§ Work request
Your task is to extract the lines from the one holding "Can you find the red anthurium" through the end of the material. Set them down exactly and add nothing.

---------- Supplied information

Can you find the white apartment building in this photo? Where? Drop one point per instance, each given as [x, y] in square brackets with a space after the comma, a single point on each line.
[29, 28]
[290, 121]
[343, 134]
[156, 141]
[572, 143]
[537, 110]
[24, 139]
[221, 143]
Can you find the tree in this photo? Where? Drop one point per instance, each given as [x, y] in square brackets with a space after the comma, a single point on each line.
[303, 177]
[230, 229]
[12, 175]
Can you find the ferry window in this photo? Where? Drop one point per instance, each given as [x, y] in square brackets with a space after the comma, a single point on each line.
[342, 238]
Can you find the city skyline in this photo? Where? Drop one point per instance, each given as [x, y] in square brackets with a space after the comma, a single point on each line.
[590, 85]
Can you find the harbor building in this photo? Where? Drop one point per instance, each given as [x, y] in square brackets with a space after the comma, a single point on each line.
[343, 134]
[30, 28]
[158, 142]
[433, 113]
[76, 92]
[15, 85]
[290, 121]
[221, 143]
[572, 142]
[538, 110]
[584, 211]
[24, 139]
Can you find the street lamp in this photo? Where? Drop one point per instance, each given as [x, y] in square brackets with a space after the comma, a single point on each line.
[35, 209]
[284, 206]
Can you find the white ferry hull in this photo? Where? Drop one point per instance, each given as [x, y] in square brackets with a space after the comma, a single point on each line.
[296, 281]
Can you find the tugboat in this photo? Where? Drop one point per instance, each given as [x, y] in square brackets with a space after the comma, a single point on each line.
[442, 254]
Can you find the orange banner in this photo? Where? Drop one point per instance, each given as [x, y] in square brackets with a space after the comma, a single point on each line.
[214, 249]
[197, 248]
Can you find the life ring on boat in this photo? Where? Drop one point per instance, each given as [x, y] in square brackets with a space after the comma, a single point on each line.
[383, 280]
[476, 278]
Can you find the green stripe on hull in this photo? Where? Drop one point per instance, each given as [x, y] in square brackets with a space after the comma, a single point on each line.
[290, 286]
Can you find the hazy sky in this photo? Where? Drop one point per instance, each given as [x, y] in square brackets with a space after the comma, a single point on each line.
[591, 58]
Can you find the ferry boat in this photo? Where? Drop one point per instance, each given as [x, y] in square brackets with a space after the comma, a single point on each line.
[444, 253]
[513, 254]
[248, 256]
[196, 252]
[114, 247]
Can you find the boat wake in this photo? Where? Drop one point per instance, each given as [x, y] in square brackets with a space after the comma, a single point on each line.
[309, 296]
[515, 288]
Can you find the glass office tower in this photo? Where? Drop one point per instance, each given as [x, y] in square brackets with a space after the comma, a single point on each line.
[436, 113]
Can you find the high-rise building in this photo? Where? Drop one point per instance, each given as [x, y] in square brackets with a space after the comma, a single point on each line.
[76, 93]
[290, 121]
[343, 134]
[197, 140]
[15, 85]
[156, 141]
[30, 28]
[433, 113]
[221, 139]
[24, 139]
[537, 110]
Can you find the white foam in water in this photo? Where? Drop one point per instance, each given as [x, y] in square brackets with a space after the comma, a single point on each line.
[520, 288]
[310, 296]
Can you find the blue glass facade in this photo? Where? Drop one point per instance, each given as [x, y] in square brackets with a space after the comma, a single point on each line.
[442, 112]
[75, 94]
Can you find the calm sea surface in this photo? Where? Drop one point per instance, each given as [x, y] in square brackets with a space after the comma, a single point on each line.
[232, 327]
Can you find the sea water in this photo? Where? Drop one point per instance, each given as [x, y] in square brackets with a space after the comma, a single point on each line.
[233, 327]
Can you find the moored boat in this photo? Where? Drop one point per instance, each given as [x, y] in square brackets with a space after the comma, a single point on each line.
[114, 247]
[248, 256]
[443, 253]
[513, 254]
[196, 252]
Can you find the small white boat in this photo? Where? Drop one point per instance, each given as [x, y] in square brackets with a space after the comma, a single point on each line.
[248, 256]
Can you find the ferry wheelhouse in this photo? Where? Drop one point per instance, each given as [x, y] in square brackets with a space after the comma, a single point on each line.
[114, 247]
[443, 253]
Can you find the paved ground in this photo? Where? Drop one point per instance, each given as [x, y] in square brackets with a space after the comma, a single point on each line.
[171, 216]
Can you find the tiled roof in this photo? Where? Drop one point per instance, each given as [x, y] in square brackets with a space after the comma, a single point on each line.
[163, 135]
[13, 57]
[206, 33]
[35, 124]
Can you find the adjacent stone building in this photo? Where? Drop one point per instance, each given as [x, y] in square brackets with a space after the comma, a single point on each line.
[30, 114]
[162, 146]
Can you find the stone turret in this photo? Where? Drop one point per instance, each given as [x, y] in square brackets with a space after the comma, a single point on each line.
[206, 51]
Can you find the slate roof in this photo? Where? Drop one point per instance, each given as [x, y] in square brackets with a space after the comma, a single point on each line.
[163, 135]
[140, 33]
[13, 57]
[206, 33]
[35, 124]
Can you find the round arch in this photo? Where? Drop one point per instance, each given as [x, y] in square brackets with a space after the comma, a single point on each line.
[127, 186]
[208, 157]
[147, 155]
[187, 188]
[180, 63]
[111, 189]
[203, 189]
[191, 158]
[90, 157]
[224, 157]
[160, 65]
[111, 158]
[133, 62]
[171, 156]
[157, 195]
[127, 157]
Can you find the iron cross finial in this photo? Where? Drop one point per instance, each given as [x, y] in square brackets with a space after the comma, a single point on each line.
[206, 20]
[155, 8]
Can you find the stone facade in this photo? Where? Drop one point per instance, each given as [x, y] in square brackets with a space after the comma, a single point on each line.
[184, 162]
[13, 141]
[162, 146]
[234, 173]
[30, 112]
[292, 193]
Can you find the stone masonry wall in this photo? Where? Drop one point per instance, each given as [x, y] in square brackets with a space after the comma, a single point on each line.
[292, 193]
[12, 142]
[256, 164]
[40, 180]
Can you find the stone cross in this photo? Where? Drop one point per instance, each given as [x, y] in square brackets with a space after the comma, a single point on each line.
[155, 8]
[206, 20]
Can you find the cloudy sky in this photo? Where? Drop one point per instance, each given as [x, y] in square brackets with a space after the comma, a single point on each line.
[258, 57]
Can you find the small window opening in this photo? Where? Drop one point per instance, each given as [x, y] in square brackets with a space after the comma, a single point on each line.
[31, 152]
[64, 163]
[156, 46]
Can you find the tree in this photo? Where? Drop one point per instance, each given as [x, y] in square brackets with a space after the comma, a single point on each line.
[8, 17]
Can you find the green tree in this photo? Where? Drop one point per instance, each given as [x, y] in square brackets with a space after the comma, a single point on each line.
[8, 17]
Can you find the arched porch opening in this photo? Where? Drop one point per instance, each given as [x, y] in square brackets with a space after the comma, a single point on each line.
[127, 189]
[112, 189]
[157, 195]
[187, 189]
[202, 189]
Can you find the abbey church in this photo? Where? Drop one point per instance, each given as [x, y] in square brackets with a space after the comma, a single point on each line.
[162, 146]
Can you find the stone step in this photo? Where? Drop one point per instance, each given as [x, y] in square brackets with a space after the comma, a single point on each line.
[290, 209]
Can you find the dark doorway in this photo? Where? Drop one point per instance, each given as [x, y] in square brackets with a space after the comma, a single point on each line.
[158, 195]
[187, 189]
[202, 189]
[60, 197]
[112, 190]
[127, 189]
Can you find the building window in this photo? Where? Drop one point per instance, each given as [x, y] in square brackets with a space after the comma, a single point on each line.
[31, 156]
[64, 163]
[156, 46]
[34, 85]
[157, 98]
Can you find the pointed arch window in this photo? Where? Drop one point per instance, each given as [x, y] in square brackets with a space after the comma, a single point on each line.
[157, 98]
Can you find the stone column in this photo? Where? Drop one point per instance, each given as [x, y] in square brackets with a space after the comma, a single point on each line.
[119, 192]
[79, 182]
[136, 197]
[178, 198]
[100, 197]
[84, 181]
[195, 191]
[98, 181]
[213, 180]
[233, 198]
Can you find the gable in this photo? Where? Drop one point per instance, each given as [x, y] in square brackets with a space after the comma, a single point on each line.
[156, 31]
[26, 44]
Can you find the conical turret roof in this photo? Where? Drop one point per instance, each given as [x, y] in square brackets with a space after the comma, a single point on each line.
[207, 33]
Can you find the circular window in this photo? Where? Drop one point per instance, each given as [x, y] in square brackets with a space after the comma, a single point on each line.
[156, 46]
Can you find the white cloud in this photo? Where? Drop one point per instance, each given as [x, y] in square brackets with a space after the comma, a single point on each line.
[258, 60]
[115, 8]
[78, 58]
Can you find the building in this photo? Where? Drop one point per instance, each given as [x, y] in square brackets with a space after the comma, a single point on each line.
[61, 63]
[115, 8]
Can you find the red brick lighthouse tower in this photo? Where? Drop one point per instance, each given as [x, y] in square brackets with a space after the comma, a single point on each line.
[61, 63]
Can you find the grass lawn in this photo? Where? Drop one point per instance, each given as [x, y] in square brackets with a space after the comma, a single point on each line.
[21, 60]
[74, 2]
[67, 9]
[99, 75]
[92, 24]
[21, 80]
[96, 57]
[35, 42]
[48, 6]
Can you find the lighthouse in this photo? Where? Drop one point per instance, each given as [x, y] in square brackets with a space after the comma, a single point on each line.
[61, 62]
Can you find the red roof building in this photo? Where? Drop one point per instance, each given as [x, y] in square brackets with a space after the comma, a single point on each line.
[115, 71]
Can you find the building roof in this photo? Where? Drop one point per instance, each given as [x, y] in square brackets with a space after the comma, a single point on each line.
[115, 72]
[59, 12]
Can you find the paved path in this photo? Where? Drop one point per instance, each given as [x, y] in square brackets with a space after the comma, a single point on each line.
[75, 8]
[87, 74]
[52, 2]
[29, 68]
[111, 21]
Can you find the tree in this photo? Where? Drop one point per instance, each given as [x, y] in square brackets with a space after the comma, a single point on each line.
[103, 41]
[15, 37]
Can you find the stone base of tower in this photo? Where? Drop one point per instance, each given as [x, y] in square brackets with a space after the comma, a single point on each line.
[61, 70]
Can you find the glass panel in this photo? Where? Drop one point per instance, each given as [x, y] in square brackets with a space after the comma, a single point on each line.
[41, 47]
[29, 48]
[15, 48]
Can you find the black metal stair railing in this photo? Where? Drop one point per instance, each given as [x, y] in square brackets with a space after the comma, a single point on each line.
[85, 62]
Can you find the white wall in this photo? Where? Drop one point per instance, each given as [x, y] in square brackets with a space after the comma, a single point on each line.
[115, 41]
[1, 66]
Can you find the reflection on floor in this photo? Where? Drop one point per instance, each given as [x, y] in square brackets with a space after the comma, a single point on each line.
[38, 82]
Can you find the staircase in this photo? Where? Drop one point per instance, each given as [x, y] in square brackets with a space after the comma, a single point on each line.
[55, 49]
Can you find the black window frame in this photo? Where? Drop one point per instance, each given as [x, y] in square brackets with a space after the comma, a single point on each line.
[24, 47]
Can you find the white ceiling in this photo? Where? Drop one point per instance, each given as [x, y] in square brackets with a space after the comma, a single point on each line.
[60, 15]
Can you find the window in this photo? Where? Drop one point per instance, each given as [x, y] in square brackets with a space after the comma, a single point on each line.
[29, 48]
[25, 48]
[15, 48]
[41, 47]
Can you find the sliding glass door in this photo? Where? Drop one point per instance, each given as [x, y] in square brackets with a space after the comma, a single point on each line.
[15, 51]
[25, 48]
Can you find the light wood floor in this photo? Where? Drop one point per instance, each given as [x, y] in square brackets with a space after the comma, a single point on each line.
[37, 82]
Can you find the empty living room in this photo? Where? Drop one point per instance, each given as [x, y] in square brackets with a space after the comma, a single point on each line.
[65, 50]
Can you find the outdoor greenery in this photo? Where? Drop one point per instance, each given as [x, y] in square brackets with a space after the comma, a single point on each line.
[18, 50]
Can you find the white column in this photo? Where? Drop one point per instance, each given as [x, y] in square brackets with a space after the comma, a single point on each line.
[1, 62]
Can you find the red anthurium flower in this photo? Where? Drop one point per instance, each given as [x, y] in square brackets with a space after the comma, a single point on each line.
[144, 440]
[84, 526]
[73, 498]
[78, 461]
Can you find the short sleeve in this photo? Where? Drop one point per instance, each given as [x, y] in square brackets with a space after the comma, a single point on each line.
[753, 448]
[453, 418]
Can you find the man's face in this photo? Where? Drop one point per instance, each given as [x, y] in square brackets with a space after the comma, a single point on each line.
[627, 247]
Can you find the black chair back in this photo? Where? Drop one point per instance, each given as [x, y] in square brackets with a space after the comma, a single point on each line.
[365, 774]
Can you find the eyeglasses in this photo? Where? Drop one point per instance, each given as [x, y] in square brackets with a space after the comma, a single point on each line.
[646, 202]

--------------------

§ Task answer
Can you find the red anthurium flower in this photo? Where? Drop one point per instance, each given as [x, y] in square brackets with a space after the comma, a single point on each line.
[144, 440]
[84, 526]
[73, 498]
[78, 461]
Can you find the short sleeve in this photo? Where? Drop one point per instance, each given as [x, y] in square brackets with a space after the comma, a single point on each line.
[753, 448]
[453, 418]
Can you find the man's face in this photo? Where? Drop one point per instance, each given as [x, y] in square brackets with a space after the comma, a single point on each line.
[627, 247]
Can you find the black chair back in this photo? Where? Drop one point per instance, each given as [x, y] in square brackets with a space after the comma, a single point on each line.
[365, 774]
Can you find the eyeglasses in this photo? Where? Drop one point per instance, each given as [x, y] in square brackets with a space after the comma, a single point on each line.
[646, 202]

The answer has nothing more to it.